Reproduce verbatim the portion of the text on optic neuritis and depth perception below, between "I would be interested" and "disability or handicap.", inclusive.

SUPPLIED TEXT →

- Opening Delimiter -

Did you know that more than half of people with established multiple sclerosis (pwMS) have had an episode of optic neuritis (an MS lesion in the optic nerve)? Not all episodes of optic neuritis cause symptoms and can be subclinical. We detect the latter using visual evoked potentials that show slowed conduction in a particular optic nerve.
When optic neuritis recovers the conduction speed of nerve impulses travelling through the recovered nerve rarely gets back to normal and is slower than the conduction speed in the unaffected eye. In addition, the conduction speed can change depending on fatigue or ambient temperature changes. The conduction in the affected, by remyelinated, nerves can even fail and this is can result in intermittent blurring or loss of vision called Uhthoff’s phenomenon.
The brain is usually quite good at compensating for the signals coming from the eyes at different speeds, but the one thing it is poor at doing is adjusting for depth perception. The reason we have two eyes with overlapping visual fields or binocular vision is for depth perception. This is why pwMS with previous optic neuritis may have poor depth perception, which affects their ability to judge where for example a cup or glass is on the table and as a result of this they often spill drinks. PwMS will also have difficulty playing ball sports such as tennis, table tennis or any sport that requires accurate depth perception.
One function that seems to very sensitive to this phenomenon is judging distances whilst driving at night; for example, estimating how far you are from the traffic intersection or a stop sign. Many of my patients don’t like driving at night because of this. Why? Well, the brain uses a process called parallax to compensate for the loss of depth perception; i.e. the brain uses the relative size of familiar objects to help make a judgment on how far something is away from you in the distance. By using parallax somebody who is blind in one eye can judge depth and distance relatively well. However, at night in the dark when images are not well illuminated and use of colour vision drops judgement by parallax fails and depth perception deteriorates.
I would be interested to know if any of you have any of these problems with depth perception and driving at night. If you do the chances are that you have had optic neuritis in the past.
Unfortunately, there is little we can do to treat this phenomenon, but knowing about and understanding why it occurs may help you compensate for this impairment, disability or handicap.
Parallax: Have you ever wondered why the setting-sun and full-moon on the horizon look so big compared to it being smaller when it above us in the sky? It is actually not bigger; simply having a reference on the horizon (trees, mountains, buildings, the sea, etc.) makes your brain perceive it as being larger, i.e. closer. This is how parallax affects how the brain works and judges distance from you to an object in the distance.

- Closing Delimiter -

INPUT DATA →
- Opening Delimiter -

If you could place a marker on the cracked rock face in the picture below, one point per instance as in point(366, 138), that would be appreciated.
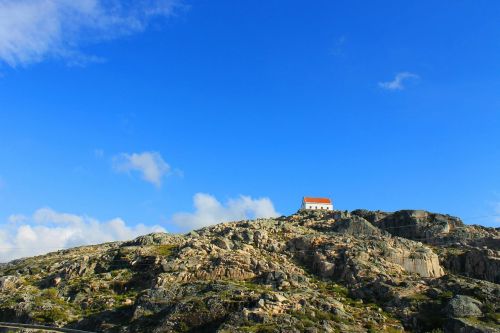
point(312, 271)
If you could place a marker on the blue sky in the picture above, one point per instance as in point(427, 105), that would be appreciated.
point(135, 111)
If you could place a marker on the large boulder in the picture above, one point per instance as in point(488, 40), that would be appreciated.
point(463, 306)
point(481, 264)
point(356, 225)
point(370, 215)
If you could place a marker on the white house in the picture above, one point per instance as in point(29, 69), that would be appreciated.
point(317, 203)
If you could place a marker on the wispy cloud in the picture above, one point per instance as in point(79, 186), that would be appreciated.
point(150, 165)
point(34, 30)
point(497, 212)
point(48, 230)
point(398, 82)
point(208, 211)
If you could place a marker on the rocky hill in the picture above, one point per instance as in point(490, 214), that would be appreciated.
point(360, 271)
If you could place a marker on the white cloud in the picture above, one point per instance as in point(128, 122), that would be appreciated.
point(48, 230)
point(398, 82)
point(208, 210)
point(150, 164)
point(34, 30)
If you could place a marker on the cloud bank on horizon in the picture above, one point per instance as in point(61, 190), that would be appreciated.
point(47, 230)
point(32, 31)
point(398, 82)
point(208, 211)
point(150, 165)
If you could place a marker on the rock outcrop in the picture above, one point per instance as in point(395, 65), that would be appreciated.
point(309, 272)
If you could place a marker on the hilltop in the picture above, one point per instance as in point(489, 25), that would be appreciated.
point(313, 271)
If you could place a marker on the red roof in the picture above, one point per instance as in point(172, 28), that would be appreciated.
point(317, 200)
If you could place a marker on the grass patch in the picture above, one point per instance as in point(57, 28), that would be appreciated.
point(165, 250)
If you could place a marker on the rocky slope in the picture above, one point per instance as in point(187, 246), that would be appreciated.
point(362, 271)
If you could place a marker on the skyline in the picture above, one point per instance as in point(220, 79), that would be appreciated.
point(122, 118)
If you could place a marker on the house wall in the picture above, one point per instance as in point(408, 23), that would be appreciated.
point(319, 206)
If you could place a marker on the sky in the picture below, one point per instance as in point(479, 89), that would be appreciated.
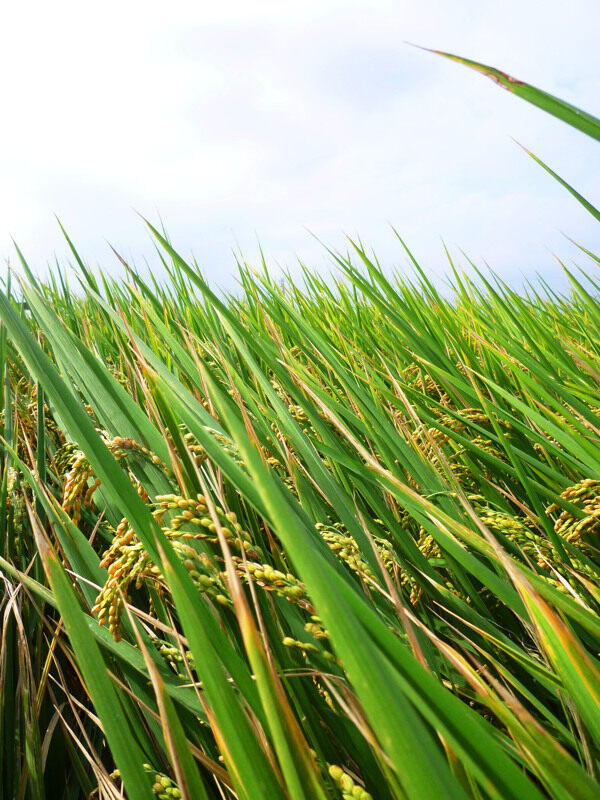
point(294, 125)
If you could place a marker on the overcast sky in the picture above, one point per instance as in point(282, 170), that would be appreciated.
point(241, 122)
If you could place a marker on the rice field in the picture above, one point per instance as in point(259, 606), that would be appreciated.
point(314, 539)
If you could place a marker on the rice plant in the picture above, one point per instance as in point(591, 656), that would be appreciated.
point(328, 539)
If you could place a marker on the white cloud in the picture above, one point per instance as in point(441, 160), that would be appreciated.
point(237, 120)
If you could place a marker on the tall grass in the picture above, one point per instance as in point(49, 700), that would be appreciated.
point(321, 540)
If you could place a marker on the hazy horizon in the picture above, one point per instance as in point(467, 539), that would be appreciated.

- Closing Delimiter -

SOLUTION →
I would be interested to know if any of you have any of these problems with depth perception and driving at night. If you do the chances are that you have had optic neuritis in the past.
Unfortunately, there is little we can do to treat this phenomenon, but knowing about and understanding why it occurs may help you compensate for this impairment, disability or handicap.